→ TASK REQUIREMENTS
Bring back every record exactly, except for the pictures, which stay out.

Dataset entries:
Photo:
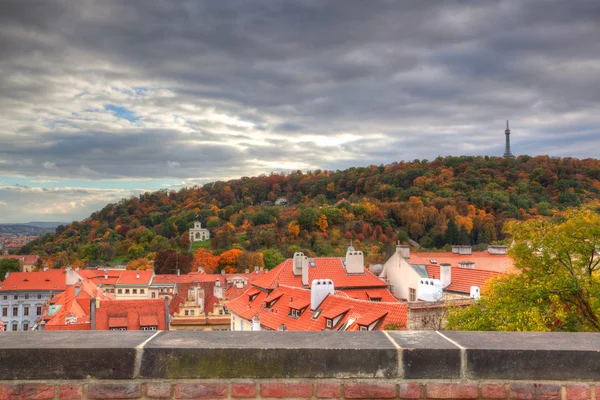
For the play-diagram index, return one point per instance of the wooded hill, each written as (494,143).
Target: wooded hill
(450,200)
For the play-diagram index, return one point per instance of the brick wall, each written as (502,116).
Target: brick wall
(318,365)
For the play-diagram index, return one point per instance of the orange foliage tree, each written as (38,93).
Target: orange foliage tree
(206,260)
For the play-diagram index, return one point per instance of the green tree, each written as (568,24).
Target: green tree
(9,265)
(558,288)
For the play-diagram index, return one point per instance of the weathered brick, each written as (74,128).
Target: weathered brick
(359,390)
(411,390)
(114,391)
(451,391)
(70,392)
(493,391)
(286,389)
(579,392)
(158,390)
(200,390)
(537,391)
(30,391)
(329,389)
(243,390)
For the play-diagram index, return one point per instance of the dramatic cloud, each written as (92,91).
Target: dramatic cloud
(192,91)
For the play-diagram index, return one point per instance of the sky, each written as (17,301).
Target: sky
(101,99)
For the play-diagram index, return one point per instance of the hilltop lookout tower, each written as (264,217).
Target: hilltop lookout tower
(507,153)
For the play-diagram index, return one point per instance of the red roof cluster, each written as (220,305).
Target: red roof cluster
(482,260)
(462,279)
(353,314)
(325,268)
(118,276)
(52,279)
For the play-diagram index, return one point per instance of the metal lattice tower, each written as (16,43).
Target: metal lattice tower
(507,153)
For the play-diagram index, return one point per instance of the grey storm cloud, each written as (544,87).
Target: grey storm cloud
(224,89)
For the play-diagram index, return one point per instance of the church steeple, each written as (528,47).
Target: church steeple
(507,153)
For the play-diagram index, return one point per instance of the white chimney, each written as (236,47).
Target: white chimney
(256,323)
(404,251)
(355,262)
(498,250)
(320,289)
(299,260)
(445,274)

→ ANSWER FOR THIS EXERCISE
Photo:
For the play-diagram index, return one point per instance of the wooded hill, each written as (494,143).
Target: wooded hill
(450,200)
For the play-diagram index, return one point per instance of the brick wall, each written as (502,116).
Target: brick wall
(318,365)
For the play-diagram index, return one point per instance of the orange foliage tree, each written as (38,93).
Target: orange foliage tree
(206,260)
For the play-diagram index, return one point per instance of the green tree, each written as (568,24).
Target: green tree
(9,265)
(558,288)
For the play-diagram index, return one point per instance of the weathered brick, each written as (74,128).
Target: weathered brick
(359,390)
(411,390)
(114,391)
(451,391)
(70,392)
(493,391)
(286,389)
(579,392)
(158,390)
(200,390)
(537,391)
(30,391)
(329,389)
(243,390)
For the play-diagram index, return one point per instance of the dramatic cloud, each written as (92,91).
Target: dramatic cloud
(192,91)
For the play-diagram index, return one point per instance of the sky, each written as (17,301).
Target: sky
(101,99)
For the play-diagram index, return one point per instance of the hilltop lookout tower, each written as (264,217).
Target: hilltop lookout tower
(507,153)
For the play-diagram index, return one point per instance of the red roof cluster, each written as (220,305).
Target: red roof cluster
(482,260)
(462,279)
(353,314)
(325,268)
(118,276)
(52,279)
For the play-diagram index, return one point per instance of the metal lattice tower, each written as (16,43).
Target: metal lattice tower
(507,153)
For the play-diagram index, return one point per instance of the grey storm cloud, each written as (544,87).
Target: grey storm cloud
(224,89)
For the play-diagram index, return one point per instance of the church steeple, each written as (528,47).
Target: church steeple
(507,153)
For the play-diagram index, return one point per instance of the white chimney, each written as (236,47).
Target: white chimney
(256,323)
(404,251)
(355,262)
(498,250)
(320,289)
(299,260)
(445,274)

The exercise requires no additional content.